His wife, Cheri Forrester, said the cause was lung cancer.
Mr. Harris was an unlikely avatar of the antiwar movement. The son of a real estate lawyer and a religiously conservative mother in California’s Central Valley, he entered Stanford University in 1963 after being elected “boy of the year” by his high school, where he debated and lettered in football.
But a freshman year awakening, including a few weeks working in Mississippi at the end of Freedom Summer in 1964, persuaded him that his generation had a moral obligation to fight injustice, including what he saw as the unfolding disaster in Vietnam. Over the next several years, he used his establishment standing to rise to national prominence, calling on his fellow students and other young people to confront the draft head on.
Though he was sometimes labeled a draft dodger, he was very much the opposite. He advocated resistance, not avoidance, urging his fellow students to return their draft cards to the government in protest.

• _Listed records_
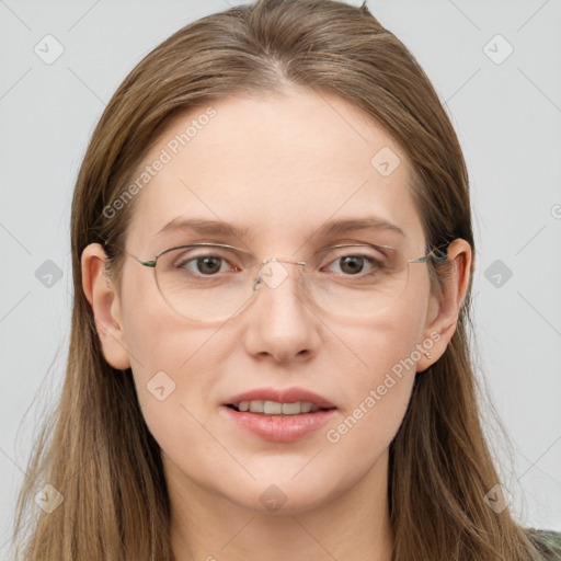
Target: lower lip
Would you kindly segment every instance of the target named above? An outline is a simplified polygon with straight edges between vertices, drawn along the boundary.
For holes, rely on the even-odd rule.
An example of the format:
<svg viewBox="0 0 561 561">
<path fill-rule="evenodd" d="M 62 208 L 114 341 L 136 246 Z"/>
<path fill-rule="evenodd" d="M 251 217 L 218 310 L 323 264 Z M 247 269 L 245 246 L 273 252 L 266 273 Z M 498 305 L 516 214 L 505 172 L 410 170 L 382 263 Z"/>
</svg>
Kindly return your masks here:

• _What to do_
A. Answer these questions using the text about Mr. Harris:
(i) Which university did Mr. Harris enter, and in what year?
(ii) In which state did he spend a few weeks working at the end of Freedom Summer in 1964?
(iii) What did he urge his fellow students to do with their draft cards?
B. Continue the text about Mr. Harris from its last sentence.

• _Expected results_
A.
(i) Stanford University, in 1963.
(ii) Mississippi.
(iii) Return them to the government in protest.

B.
Doing so was a felony, and when Mr. Harris himself was drafted, in 1968, he refused to report for induction. He was almost immediately indicted by federal authorities.
“I dodged nothing,” he wrote in a guest essay for The New York Times in 2017. “I courted arrest, speaking truth to power, and power responded with an order for me to report for military service.”
A few months after his indictment, he married the singer Joan Baez, whom he met through the antiwar movement.
Mr. Harris and Joan Baez at a news conference in New York after their wedding in 1968. They met through the antiwar movement and spent 16 months touring the country, with her singing and him speaking.